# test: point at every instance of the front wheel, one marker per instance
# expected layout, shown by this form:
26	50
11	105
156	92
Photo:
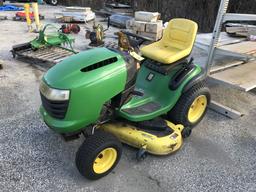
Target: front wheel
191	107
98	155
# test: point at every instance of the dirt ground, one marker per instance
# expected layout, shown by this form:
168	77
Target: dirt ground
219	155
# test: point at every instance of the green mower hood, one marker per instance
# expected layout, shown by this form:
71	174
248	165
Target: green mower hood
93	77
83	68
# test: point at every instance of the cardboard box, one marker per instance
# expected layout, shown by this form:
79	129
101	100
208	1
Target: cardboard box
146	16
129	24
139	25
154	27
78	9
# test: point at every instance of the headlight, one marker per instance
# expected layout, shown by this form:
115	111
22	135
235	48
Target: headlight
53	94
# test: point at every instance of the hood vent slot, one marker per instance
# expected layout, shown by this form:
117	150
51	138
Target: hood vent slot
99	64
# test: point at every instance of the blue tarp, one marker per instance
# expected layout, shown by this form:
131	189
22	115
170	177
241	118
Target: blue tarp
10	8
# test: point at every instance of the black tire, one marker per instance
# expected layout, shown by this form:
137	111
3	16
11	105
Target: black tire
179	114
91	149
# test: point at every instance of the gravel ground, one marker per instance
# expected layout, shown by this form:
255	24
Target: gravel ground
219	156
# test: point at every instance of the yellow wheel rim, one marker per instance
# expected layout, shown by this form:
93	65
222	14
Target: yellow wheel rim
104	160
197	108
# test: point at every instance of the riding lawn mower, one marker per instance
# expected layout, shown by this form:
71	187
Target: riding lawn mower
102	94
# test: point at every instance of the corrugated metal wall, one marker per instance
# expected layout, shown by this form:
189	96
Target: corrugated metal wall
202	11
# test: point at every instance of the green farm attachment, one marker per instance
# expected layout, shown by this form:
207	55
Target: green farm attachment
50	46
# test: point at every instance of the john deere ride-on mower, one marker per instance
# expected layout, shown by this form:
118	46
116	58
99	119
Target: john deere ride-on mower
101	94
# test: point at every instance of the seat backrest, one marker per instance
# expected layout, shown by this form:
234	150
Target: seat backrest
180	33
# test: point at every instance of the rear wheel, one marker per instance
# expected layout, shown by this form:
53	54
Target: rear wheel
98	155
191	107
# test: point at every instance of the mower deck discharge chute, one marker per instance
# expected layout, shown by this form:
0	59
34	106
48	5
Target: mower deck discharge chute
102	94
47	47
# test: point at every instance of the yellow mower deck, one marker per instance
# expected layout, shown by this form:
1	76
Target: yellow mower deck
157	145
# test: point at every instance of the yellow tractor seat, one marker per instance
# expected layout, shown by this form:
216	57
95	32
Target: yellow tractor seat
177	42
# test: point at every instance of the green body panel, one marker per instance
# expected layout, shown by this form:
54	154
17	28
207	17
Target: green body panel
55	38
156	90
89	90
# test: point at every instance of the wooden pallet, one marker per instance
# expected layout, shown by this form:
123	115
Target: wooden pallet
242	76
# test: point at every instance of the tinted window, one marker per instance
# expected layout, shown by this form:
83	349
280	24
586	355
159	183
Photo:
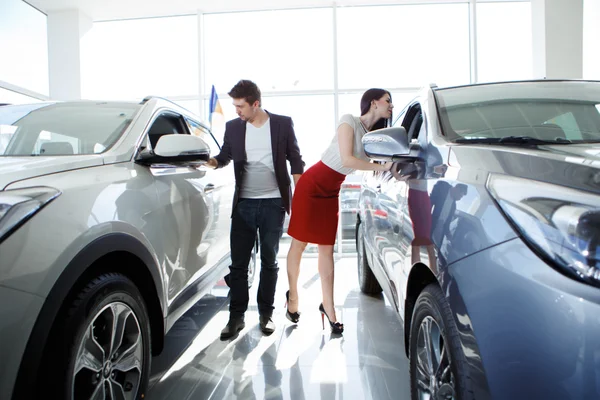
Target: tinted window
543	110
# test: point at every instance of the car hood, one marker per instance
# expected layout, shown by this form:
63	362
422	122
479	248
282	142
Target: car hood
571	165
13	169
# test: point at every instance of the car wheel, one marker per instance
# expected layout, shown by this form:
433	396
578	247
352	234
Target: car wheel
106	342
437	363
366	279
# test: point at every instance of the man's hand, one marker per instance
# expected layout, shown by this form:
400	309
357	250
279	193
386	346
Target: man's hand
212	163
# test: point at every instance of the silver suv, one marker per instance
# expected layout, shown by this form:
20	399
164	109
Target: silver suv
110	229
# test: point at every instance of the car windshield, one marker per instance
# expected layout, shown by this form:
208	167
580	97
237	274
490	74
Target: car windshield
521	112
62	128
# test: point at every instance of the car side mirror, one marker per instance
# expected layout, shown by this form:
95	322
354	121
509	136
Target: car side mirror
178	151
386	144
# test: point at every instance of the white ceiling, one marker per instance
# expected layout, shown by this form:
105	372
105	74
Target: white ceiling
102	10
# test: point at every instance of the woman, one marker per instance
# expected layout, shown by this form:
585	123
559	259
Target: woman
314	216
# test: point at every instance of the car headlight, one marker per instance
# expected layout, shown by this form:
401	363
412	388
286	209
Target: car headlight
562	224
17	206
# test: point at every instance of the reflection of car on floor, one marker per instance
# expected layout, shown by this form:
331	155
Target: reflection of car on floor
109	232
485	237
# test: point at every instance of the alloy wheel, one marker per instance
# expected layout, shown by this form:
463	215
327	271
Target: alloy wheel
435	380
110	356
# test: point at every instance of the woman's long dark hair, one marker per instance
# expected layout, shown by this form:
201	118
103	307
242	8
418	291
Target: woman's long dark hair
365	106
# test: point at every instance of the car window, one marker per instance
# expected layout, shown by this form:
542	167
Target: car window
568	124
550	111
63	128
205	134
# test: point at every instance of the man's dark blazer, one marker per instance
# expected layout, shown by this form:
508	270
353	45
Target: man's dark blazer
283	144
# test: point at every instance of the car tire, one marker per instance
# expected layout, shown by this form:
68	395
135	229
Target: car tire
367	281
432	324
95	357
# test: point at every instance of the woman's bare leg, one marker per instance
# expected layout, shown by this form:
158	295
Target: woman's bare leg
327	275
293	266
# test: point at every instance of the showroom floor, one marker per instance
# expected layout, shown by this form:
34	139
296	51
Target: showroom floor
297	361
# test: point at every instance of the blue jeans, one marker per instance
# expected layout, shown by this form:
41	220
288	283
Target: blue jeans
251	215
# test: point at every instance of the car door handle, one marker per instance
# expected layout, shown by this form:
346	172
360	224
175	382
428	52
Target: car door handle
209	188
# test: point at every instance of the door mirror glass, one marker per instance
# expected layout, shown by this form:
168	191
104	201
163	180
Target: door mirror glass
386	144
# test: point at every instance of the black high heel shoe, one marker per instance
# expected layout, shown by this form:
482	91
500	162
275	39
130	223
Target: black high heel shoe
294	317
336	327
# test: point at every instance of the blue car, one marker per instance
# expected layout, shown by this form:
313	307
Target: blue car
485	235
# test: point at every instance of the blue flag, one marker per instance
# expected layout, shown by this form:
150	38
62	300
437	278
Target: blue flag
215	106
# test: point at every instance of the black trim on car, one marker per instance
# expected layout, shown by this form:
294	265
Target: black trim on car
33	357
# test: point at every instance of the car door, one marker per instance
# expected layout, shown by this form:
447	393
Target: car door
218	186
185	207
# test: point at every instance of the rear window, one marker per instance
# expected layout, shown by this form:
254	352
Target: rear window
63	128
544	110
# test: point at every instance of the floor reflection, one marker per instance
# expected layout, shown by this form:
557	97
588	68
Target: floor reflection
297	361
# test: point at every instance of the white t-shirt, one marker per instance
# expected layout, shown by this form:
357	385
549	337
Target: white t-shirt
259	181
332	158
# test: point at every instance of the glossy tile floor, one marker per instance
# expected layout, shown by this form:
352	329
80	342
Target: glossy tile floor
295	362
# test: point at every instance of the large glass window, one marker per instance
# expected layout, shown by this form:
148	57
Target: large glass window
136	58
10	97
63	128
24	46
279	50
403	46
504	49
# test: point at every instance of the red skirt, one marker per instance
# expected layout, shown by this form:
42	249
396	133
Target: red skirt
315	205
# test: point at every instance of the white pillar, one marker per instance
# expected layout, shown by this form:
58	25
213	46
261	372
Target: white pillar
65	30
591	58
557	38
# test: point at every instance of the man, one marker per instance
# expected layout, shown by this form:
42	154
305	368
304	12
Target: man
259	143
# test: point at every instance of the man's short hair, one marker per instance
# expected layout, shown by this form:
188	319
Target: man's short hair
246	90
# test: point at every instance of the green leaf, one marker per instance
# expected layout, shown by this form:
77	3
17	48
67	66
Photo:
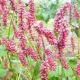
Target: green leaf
=-=-=-=-=
## What this task involves
Print out the lines exactly, skipping any picture.

## Full solution
# test: point at every instance of the front wheel, one marker per instance
# expected layout, shown by this form:
26	50
11	105
156	92
Photo:
Target: front wheel
191	107
98	155
# test: point at every instance of the dirt ground, one marker per instance
# expected layout, shown by this form:
168	77
Target: dirt ground
219	155
# test: point at every instance of the green mower hood, one marker per instance
# expected layout, shown by this form:
71	174
248	165
Target: green mower hood
93	77
83	68
# test: point at every instance of the cardboard box, one marker per instance
# expected layout, shown by this form:
79	129
101	100
208	1
Target: cardboard box
146	16
129	24
139	25
154	27
78	9
# test: point at every instance of the headlight, one marker per instance
# expected layout, shown by this form:
115	111
22	135
235	48
Target: headlight
53	94
# test: point at every instance of the hood vent slot, one marker per instance
# expected layout, shown by this form:
117	150
51	138
Target: hood vent slot
99	64
# test: point at every instance of the blue tarp, one marker per instance
# expected layout, shown by this form:
131	189
22	115
170	177
241	118
Target: blue tarp
10	8
# test: point at every instance of the black tire, one marker per instance
# expected layout, shown by this form:
137	111
3	16
11	105
Target: black tire
179	114
91	149
# test: point at every instance of the gravel ground, one marker per instance
# expected layout, shown by this form:
255	24
Target: gravel ground
219	156
# test: point at every instance of the yellow wheel rim, one marker per instance
# expected layout, shown by this form:
93	65
222	14
Target: yellow wheel rim
104	160
197	108
# test: point at every instance of the riding lawn mower, one marker per instance
# expected layout, shown by this form:
71	187
Target: riding lawn mower
102	94
# test: point at every instance of the corrugated metal wall, one marker per instance
# expected layout, shown by this form:
189	96
Target: corrugated metal wall
202	11
# test: point at every instance of the green farm attachment, one marker per instance
# expected layout, shown by this form:
207	55
Target: green farm attachment
50	46
# test: point at every instance of the john deere ride-on mower, one marker per instance
# expected layout, shown by this form:
118	46
116	58
99	119
Target: john deere ride-on mower
101	94
# test: point at every instance of the seat backrest, one marker per instance
# expected layout, shown by this form:
234	150
Target: seat backrest
180	33
# test: point at every instance of the rear wheel, one marker per instance
# expected layout, shown by this form:
53	54
Target: rear wheel
98	155
191	107
# test: point at every instance of the mower deck discharge chute, one marker per instance
# expected layout, shown by this form:
0	59
34	106
48	5
Target: mower deck discharge chute
102	94
47	47
# test: point at every instance of the yellow mower deck, one marker per instance
# expected layout, shown by this form:
1	76
Target: yellow mower deck
157	145
# test: point at every instance of the yellow tractor seat, one marker per instance
# expected layout, shown by this form:
216	57
95	32
Target: yellow tractor seat
177	42
# test: point at every instance of the green body panel, one marker per instance
# expected layout, shown by this form:
54	154
17	28
207	17
Target: green body panel
55	38
156	90
89	90
# test: point at every instance of the wooden pallet, one marker per instance
# expected layout, shown by this form:
123	115
Target: wooden pallet
242	76
# test: point at every instance of the tinted window, one marker per instance
# expected layout, shown by this form:
83	349
280	24
586	355
159	183
Photo:
Target: tinted window
543	110
# test: point at every instance of the car hood, one marker per instance
# expected layout, shown by this form:
63	362
422	122
479	248
282	142
Target: car hood
571	165
13	169
# test: point at every instance of the car wheel, one marker per instance
# expected layout, shown by this form:
433	396
578	247
352	234
Target: car wheel
106	342
437	363
366	279
# test: point at every instance of the man's hand, one marker per instance
# expected layout, shown by this form:
400	309
357	250
279	193
386	346
Target: man's hand
212	163
# test: point at every instance of the silver suv, one marker per instance
# expected layout, shown by this form:
20	399
164	109
Target: silver suv
110	229
# test: point at every instance of the car windshield, one marker per instance
# expected layout, shown by this form:
208	167
580	97
237	274
490	74
Target: car windshield
521	112
62	128
# test: point at every instance of the car side mirror, one marker per instance
# expected layout, shown by this form:
95	322
354	121
509	136
Target: car side mirror
178	151
386	144
# test: point at every instance of the white ceiling, one marker per instance
# expected layout, shown by this form:
105	372
105	74
Target: white ceiling
102	10
# test: point at every instance of the woman, one marker per instance
# expected layout, shown by this form:
585	123
559	259
Target: woman
314	216
# test: point at every instance of the car headlight, one marker per instance
# expected layout, shown by this form:
401	363
412	388
286	209
Target: car headlight
562	224
17	206
# test: point at every instance of the reflection of car on floor, one marker per instance
# expected layout, shown by this form:
331	155
Target: reflection of car on floor
109	232
485	237
# test: point at every instance of the alloy wheel, one marker per instance
# expected layout, shown by this form:
463	215
327	271
Target: alloy wheel
435	380
110	356
# test: point at every instance of the woman's long dark hair, one marker per instance
# expected layout, shown by this form:
201	118
103	307
242	8
418	291
Target: woman's long dark hair
365	106
# test: point at every instance of the car window, one marker per instance
# expected layout, shown by this form:
542	167
Target: car window
568	124
550	111
63	128
205	134
# test: point at every instance of the man's dark blazer, one marker per instance
# expected layout, shown by this form:
508	270
353	45
Target: man's dark blazer
283	144
# test: point at every instance of the car tire, one marker per instance
# expected layout, shown by this form:
68	395
135	229
Target: car tire
367	281
432	324
95	357
# test: point at every instance of the woman's bare leg, one marker per instance
# expected layout, shown by this form:
158	295
Target: woman's bare leg
327	275
293	266
# test: point at every instance of the showroom floor, one marker per instance
# expected layout, shown by this form:
34	139
296	51
Target: showroom floor
297	361
# test: point at every instance of the blue jeans, one marker per instance
# expected layout, shown by this form:
41	220
288	283
Target: blue jeans
251	215
# test: point at every instance of the car door handle, one marker per instance
# expected layout, shown by this form:
346	172
360	224
175	382
428	52
Target: car door handle
209	188
# test: point at every instance of the door mirror glass, one marker per instance
# expected layout, shown by this form:
168	191
104	201
163	180
Target: door mirror glass
386	144
# test: point at every instance of the black high heel shoe, one marker per instance
# expected layout, shown by this form:
482	91
500	162
275	39
130	223
Target: black high heel shoe
294	317
336	327
# test: point at every instance of the blue car, one marker per instance
# expected layout, shown by this form:
313	307
Target: blue car
485	235
# test: point at every instance of the blue flag, one marker per instance
# expected layout, shown by this form:
150	38
62	300
437	278
Target: blue flag
215	106
# test: point at every instance of the black trim on car, one marker per instance
# expected layout, shown by this form:
294	265
Target: black trim on car
33	357
# test: point at every instance of the car door, one marker per instance
# expected layout, shown by this form:
447	393
Target: car door
218	186
185	207
# test: point at every instance of the rear window, one marker per instance
# expected layout, shown by this form:
254	352
Target: rear window
63	128
544	110
# test: point at every instance of the floor reflection, one marker per instance
# expected layout, shown by this form:
557	97
588	68
Target: floor reflection
297	361
# test: point at every instance of the white t-shirt, one marker per instance
# expected layout, shown by this form:
357	385
549	337
Target: white t-shirt
259	181
332	158
# test: point at every instance of the glossy tile floor, one marker per instance
# expected layout, shown by this form:
352	329
80	342
Target: glossy tile floor
295	362
# test: point at every instance of the large glass window, one marker per instance
# expected layout, shown by this form:
148	57
Target: large glass window
136	58
10	97
63	128
24	46
279	50
403	46
504	49
# test: point at every instance of the red skirt, one marker per instance
# expected layout, shown by this form:
42	249
396	133
Target: red skirt
315	205
# test: point at every instance of the white pillar, one marker per instance
# expected layout, shown by this form:
58	25
213	46
261	372
Target: white pillar
65	30
591	58
557	38
# test: point at every instance of the man, one marker per instance
# expected layout, shown by this form:
42	154
305	368
304	12
Target: man
259	143
# test: point at every instance of the man's short hair, one marker per instance
# expected layout, shown by this form:
188	319
Target: man's short hair
246	90
# test: point at every instance of the green leaf, one marker per instance
# expected layout, shown by this form:
77	3
17	48
67	66
Photo:
Target: green leaf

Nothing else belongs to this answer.